● Exercise instructions
a: Answer these questions about the forum thread on crazy soccer parents, one line each:
(i) Which numbered item does Grace T. admit to?
(ii) Which habit does rainbow_unicorn say is a struggle?
(iii) What list does sandshark want to see?
b: Continue the forum thread on crazy soccer parents from the point where it stops.

──────── Excerpt ────────

# Crazy Soccer Parents



## Calisoccer11 (Mar 22, 2017)

https://ciaramccormack.com/2016/03/21/10-ways-to-recognize-yourself-as-a-crazy-soccer-parent/

This isn't me or anything--I just thought I'd share!  

Good article!


----------



## Grace T. (Mar 22, 2017)

Calisoccer11 said:


> https://ciaramccormack.com/2016/03/21/10-ways-to-recognize-yourself-as-a-crazy-soccer-parent/
> 
> This isn't me or anything--I just thought I'd share!
> 
> Good article!



O.k.  I'll cop to being 1/10 (No. 7).  Working on it. ;-)


----------



## rainbow_unicorn (Mar 22, 2017)

Ooh, the post-game recap...I struggle with that one.  Even when I try to prime her with all the good things she did she knows where the convo is heading...


----------



## sandshark (Mar 23, 2017)

I love these articles. I see a lot of parents doing many of these things and yes I agree I am guilty of a few over the years! But.. I also see coaches promoting or ignoring several of these issues. I want to see a list of "crazy coaches WARNING signs" I promise you we have witnessed some really screwed up Coaches and how they deal with issues or treat the kids on the team. 

Funny because in the end of most issues the only people that really pay the price is the children and the parents wallet. The clubs just sit back, keep the money and point fingers!


----------



## Supermodel56 (Mar 23, 2017)

Not that I disagree with any of this, but I'm just waiting for the author to become a parent herself... =)


----------



## Anomaly (Mar 23, 2017)

Every time I hear or read about a crazy parent, I think of this.


----------



## Calisoccer11 (Mar 24, 2017)

──────── Listed records ────────

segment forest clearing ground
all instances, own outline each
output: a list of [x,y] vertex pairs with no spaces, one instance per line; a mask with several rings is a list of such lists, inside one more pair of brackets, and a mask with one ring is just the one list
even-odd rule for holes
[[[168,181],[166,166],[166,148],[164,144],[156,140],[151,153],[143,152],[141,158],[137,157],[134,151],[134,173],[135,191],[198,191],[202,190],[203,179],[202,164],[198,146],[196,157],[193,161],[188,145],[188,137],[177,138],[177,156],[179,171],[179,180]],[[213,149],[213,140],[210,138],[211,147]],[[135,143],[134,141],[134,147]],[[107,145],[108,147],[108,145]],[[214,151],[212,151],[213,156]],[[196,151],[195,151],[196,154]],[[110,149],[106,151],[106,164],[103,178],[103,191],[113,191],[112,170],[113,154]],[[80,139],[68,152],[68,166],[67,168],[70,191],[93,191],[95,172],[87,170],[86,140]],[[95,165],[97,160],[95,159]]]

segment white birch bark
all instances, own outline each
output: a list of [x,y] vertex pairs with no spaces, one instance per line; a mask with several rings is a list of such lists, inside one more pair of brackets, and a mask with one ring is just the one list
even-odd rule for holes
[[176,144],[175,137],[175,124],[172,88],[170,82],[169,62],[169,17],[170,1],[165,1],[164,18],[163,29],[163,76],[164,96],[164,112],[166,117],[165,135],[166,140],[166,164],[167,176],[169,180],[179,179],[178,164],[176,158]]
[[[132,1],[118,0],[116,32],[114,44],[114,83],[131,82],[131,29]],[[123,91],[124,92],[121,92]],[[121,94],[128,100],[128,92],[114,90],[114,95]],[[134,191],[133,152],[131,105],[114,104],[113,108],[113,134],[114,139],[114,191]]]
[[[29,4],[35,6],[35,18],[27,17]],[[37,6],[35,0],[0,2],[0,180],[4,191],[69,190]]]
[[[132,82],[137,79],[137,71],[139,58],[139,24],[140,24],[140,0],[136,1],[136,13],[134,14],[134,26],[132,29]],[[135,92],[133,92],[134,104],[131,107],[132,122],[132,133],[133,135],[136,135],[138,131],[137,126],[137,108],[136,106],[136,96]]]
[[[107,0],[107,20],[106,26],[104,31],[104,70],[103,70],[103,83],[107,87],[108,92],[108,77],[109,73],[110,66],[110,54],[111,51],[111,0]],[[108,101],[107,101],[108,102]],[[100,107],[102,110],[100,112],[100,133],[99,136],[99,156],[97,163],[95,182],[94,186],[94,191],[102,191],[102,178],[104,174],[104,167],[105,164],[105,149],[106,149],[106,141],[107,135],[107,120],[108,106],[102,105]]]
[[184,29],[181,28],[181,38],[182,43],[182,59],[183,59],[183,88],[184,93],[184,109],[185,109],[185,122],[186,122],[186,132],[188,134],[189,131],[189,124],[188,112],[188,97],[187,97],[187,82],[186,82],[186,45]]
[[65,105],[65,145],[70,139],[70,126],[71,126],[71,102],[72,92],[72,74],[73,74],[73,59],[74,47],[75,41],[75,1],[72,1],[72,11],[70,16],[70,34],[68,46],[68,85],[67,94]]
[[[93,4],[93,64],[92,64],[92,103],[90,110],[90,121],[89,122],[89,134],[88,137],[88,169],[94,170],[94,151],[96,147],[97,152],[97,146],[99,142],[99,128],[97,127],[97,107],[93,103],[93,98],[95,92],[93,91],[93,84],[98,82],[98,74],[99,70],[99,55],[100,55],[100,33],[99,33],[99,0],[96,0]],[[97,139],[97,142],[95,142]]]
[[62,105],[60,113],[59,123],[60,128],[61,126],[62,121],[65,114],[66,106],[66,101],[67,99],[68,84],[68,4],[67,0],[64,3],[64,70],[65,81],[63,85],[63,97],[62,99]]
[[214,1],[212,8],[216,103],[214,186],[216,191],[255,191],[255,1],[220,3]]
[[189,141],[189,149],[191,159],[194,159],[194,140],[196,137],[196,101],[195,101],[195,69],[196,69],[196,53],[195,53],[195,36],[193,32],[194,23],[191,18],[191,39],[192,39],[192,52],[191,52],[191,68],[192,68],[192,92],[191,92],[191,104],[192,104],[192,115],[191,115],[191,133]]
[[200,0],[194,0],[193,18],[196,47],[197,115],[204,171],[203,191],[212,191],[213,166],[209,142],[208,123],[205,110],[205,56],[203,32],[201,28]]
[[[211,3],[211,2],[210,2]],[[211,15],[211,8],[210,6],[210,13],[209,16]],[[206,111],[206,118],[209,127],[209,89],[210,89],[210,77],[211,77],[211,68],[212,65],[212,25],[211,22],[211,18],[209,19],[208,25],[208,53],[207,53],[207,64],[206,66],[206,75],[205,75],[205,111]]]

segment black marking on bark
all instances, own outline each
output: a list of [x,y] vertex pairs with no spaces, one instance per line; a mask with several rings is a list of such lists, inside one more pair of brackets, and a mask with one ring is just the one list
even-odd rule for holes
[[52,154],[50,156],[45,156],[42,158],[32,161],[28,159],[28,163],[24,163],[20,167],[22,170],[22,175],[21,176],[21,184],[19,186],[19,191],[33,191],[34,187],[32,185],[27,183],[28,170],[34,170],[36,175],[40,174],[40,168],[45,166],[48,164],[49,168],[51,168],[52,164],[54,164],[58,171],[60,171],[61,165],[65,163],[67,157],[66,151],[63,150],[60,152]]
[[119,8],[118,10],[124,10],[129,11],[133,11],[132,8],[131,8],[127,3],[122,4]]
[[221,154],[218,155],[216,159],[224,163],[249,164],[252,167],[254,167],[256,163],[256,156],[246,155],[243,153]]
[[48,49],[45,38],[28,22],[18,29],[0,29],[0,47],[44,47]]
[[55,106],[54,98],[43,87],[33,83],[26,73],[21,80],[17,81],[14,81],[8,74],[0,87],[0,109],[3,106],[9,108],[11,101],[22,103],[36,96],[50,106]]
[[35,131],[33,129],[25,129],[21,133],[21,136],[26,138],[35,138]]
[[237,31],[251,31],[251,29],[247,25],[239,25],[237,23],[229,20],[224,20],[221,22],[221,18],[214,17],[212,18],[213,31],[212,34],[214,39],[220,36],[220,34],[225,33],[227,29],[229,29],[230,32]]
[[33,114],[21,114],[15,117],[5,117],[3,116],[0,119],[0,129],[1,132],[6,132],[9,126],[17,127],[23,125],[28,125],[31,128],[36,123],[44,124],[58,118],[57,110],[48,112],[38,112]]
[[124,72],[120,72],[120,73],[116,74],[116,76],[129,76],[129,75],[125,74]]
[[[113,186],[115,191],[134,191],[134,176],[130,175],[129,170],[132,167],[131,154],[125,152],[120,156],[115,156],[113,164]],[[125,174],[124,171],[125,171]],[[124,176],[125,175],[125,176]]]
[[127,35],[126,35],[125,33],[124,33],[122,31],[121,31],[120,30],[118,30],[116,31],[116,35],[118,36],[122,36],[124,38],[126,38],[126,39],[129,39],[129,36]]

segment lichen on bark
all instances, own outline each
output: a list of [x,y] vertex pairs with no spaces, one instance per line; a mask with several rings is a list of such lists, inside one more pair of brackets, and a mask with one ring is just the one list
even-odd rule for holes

────────

● Outputs for the tasks
a:
(i) No. 7
(ii) The post-game recap
(iii) A list of "crazy coaches WARNING signs"

b:
sandshark said:


> I love these articles. I see a lot of parents doing many of these things and yes I agree I am guilty of a few over the years! But.. I also see coaches promoting or ignoring several of these issues. I want to see a list of "crazy coaches WARNING signs" I promise you we have witnessed some really screwed up Coaches and how they deal with issues or treat the kids on the team.
> 
> Funny because in the end of most issues the only people that really pay the price is the children and the parents wallet. The clubs just sit back, keep the money and point fingers!


Sooooo true!!!


----------



## Calisoccer11 (Mar 24, 2017)

Anomaly said:


> Every time I hear or read about a crazy parent, I think of this.


I love this video--I have actually heard parents say some of things that Lego mom says in this.


----------



## Calisoccer11 (Mar 24, 2017)

Supermodel56 said:


> Not that I disagree with any of this, but I'm just waiting for the author to become a parent herself... =)


Haha yes!!  I agree too--she makes all very good observations and points but PARENTING IS HARD!


----------



## The Driver (Mar 24, 2017)

Sometimes you have to play the fool to catch the fools.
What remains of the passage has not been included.